+++ Excerpted passage

Riatto & The Dog understands something fundamental about folk music. The best songs sound like they’ve always existed. “Carry On” achieves this rare quality through genuinely organic production that strips away studio polish in favour of raw, analog warmth.
The result feels like stumbling upon a forgotten recording session from the 1960s, yet the emotions land with immediate relevance.
The song tackles life’s bitter moments head-on. When relationships sour and homes become unfamiliar territory, the lyrics capture that specific loneliness of feeling like a stranger in your own life.
Lines about free falling through restless dreams and gambling without realising the stakes speak to the universal experience of watching things crumble whilst trying to maintain forward momentum. Yet “Carry On” never wallows.
What makes this collaboration particularly effective is how the male and female vocals interweave. The harmonies of Riatto and LÉO recall Simon & Garfunkel’s intuitive blend, where two voices create something greater than their individual parts without competing for space.

++++++
+++ Data section

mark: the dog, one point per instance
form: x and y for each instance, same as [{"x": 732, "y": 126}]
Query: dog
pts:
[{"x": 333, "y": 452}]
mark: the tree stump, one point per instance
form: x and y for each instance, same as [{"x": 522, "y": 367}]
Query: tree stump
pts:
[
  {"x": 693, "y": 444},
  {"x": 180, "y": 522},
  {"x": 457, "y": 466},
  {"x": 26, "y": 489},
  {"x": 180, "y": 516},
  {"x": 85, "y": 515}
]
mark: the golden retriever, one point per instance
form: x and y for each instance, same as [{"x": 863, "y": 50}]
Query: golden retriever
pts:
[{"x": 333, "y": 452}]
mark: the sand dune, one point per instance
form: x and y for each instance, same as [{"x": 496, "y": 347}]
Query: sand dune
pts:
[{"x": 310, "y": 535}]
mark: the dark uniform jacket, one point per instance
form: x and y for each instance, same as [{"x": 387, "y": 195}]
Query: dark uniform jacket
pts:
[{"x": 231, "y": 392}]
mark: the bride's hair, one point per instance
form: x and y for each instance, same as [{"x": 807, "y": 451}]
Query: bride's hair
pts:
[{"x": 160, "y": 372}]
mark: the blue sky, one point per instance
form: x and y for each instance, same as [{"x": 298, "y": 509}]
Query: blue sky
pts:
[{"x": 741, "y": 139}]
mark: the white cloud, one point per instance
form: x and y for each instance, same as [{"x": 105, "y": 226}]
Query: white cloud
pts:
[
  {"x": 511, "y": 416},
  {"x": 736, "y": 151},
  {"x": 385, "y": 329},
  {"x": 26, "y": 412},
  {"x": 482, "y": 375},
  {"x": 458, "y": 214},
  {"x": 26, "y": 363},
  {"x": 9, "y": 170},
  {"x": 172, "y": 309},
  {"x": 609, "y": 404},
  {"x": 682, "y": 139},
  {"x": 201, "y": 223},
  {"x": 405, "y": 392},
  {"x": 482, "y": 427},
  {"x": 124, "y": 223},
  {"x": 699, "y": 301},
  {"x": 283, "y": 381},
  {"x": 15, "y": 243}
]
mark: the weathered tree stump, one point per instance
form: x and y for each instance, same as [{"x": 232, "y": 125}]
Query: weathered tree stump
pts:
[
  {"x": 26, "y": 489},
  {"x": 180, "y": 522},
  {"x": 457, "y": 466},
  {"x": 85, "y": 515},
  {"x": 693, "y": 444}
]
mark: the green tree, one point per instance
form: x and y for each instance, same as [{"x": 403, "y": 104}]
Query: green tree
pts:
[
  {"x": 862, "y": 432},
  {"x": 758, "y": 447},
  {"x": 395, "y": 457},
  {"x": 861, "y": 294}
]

++++++

Continue the review of Riatto & The Dog's "Carry On" after its last sentence, keeping the same voice.

-- Response below --
The instrumentation keeps your foot tapping throughout, grounding the wistful lyrics in an upbeat energy that refuses to let melancholy take full control.
“Carry On” rewards repeated listening. First play, you catch the infectious melody. Second time, the production details emerge: the way the vocals sit in the mix, the subtle instrumental choices that build texture without clutter. A third listen reveals how carefully the song balances its contradictions: uplifting whilst acknowledging pain, nostalgic yet present, intimate despite its energetic delivery.
This is indie-folk that trusts its craft enough to keep things simple. No overproduction, no unnecessary flourishes, just artists who understand how to turn personal struggles into communal anthems. Sometimes carrying on just means singing along.